Exercise objective: Copy each of the records below, word for word, from first line to last.

Provided records:
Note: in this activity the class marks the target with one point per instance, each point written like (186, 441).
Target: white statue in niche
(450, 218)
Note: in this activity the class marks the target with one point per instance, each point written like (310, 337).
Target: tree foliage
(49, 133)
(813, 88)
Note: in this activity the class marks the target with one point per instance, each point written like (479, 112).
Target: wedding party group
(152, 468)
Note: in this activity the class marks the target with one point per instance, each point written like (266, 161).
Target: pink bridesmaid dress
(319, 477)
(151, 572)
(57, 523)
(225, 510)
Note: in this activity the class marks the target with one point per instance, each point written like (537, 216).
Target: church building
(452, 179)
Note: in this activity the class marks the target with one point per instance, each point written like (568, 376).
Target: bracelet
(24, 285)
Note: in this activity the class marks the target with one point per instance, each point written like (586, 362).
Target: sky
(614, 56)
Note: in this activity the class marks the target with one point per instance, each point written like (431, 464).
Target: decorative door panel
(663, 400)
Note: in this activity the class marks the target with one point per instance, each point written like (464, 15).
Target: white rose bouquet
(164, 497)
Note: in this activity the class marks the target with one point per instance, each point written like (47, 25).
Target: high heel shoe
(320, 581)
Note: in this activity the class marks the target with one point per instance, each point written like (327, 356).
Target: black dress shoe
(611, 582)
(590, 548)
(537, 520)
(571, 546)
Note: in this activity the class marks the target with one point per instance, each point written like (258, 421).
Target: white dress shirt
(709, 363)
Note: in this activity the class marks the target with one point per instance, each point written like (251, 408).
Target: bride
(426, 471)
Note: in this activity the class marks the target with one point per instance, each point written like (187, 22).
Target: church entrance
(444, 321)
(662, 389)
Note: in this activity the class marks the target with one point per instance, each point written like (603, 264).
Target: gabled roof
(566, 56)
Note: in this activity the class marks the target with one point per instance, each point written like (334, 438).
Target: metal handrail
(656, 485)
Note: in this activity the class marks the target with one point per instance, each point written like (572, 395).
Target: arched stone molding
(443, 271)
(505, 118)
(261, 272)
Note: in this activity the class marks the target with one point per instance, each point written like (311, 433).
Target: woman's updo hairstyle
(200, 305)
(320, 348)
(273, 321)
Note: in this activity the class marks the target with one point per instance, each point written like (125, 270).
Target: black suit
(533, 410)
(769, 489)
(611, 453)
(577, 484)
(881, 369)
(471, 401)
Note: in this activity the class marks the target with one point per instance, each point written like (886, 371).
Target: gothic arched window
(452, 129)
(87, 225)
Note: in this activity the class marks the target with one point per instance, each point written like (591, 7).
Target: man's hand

In response:
Note: in this activity the class marks the target with one point per instance, each point written like (186, 441).
Target: white statue in niche
(450, 218)
Note: in this activity the class marks the target with one point per instance, each point written like (310, 337).
Target: tree foliage
(49, 133)
(813, 88)
Note: in this activity the class marks the target with one point per instance, each point written like (479, 112).
Target: wedding party group
(152, 468)
Note: in this activity the class marks the target with one point per instance, each point written like (266, 161).
Target: pink bridesmaid dress
(319, 477)
(151, 572)
(57, 523)
(225, 510)
Note: in this activity the class marks the target with one point per instance, each point written like (537, 216).
Target: church building
(452, 179)
Note: in this activity the class marks the target with one point per instance, each point written like (568, 376).
Target: bracelet
(24, 285)
Note: in this activity the class marks the target with one point per instance, each point written like (586, 362).
Target: sky
(614, 56)
Note: in this activity the class marks the target with one point per instance, each point written like (431, 464).
Target: decorative door panel
(663, 400)
Note: in this activity the class marks the target with one point per instance, each point written like (464, 15).
Target: white rose bouquet
(164, 497)
Note: in this activity the class marks the target with one point per instance, each point written like (47, 25).
Target: high heel shoe
(320, 581)
Note: in this activity the class marks the target with one point per instance, each point written like (327, 356).
Target: black dress shoe
(611, 582)
(590, 548)
(537, 520)
(571, 546)
Note: in this activity the class marks the target with one point per instance, each point written like (258, 421).
Target: white dress shirt
(709, 363)
Note: in this activity the class marks the target with one point per instance, each point written like (251, 408).
Target: bride
(426, 471)
Note: in this activity the class marks the target with one point per instance, each point written like (187, 22).
Target: church entrance
(444, 321)
(662, 389)
Note: in this activity the class marks the target with one point per instance, each point written like (603, 264).
Target: gabled roof
(566, 56)
Note: in this activity the class marks the target with one point per instance, each point written like (334, 438).
Target: metal handrail
(656, 485)
Note: in this activity the class marks the target with one point per instance, each point written like (572, 395).
Target: arched stone molding
(443, 271)
(505, 118)
(261, 272)
Note: in this activity the class marks the target with one point per instance, each point written like (311, 433).
Target: woman's updo hairstyle
(200, 305)
(320, 348)
(273, 321)
Note: in this activity the class marks the target with one point per instance, each point written like (125, 270).
Target: black suit
(533, 410)
(769, 489)
(611, 453)
(577, 484)
(881, 369)
(471, 401)
Note: in this activity the class marks the target with one point per instance, each point written like (886, 371).
Target: gothic arched window
(452, 129)
(87, 225)
Note: in this activity the class marks the target with one point per instance, each point written like (591, 7).
Target: man's hand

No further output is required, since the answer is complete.